Assignment — Transcribe every entry word for word, but skip the images.

Supplied data —
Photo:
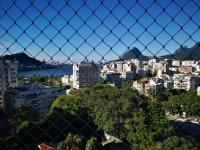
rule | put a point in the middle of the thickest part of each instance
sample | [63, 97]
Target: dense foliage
[118, 111]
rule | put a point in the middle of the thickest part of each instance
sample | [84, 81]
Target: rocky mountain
[23, 59]
[183, 53]
[133, 53]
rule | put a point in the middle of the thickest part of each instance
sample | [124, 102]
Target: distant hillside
[23, 59]
[133, 53]
[185, 53]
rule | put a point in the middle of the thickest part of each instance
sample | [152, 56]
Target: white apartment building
[38, 98]
[85, 74]
[67, 80]
[176, 63]
[185, 82]
[8, 78]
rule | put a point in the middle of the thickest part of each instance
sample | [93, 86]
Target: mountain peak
[133, 53]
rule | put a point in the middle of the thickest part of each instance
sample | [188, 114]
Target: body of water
[56, 72]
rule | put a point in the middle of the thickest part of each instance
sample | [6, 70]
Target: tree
[72, 142]
[93, 144]
[178, 143]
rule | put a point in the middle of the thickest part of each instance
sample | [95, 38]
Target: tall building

Worked solution —
Photo:
rule | put a point in the middle of the thickest part of each instance
sample | [63, 97]
Target: dense foliage
[118, 111]
rule | put a point in the middle of the thickest part of each instance
sample | [84, 81]
Target: rocky mountain
[23, 59]
[183, 53]
[133, 53]
rule | put a point in the middle of the thickest part of each instance
sample | [124, 102]
Target: distant hillside
[23, 59]
[133, 53]
[185, 53]
rule | put a point in the middle of the thickest part of each instance
sample | [152, 56]
Target: white apartment building
[38, 98]
[85, 74]
[67, 80]
[176, 63]
[185, 82]
[8, 78]
rule | put a point in the middle of the thickest part of each instance
sample | [93, 86]
Target: mountain peak
[133, 53]
rule | put a point in the middle of the thickest part of each instance
sample | [188, 114]
Target: body of water
[56, 72]
rule | put a point in the middle of the thickest part of each instance
sample | [6, 70]
Target: tree
[72, 142]
[93, 144]
[178, 143]
rule | put a point in the middle of the thickest part of each instance
sample | [95, 38]
Target: tall building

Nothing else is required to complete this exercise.